══ Recorded information ══

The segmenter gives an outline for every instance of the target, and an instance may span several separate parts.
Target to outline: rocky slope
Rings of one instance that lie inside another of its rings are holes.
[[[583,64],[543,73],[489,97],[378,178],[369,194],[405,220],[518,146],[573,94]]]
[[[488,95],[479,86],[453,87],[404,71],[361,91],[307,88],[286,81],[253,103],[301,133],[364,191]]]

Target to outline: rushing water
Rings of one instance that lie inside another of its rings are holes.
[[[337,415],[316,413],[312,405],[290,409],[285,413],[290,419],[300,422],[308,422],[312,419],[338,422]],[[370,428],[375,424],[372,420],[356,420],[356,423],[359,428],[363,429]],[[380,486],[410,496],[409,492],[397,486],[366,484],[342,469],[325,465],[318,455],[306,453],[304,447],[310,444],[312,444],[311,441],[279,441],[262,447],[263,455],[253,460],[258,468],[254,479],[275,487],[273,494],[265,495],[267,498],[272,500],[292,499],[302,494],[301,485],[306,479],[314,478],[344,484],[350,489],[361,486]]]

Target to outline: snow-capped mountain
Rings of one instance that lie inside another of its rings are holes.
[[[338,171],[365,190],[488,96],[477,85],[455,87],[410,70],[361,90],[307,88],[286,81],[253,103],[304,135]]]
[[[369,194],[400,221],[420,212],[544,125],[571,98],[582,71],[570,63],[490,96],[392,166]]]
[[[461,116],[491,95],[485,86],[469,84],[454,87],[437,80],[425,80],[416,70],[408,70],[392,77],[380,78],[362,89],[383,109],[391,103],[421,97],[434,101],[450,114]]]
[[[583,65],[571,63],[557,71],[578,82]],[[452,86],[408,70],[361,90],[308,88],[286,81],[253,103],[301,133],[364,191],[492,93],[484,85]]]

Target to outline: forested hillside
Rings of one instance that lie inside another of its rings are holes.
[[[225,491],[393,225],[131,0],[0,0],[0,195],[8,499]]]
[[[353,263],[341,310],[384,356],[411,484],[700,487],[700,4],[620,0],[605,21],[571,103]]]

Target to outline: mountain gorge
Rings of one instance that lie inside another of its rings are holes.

═══

Aim of the task: For the string "outline", find every line of the material that contains it, and copy each one.

Written solution:
The segmenter gives an outline for every instance of the target, and an instance may span several separate parts.
Target to outline: rocky slope
Target to outline: rushing water
Target to outline: snow-capped mountain
Target to outline: forested hillside
Target to outline: mountain gorge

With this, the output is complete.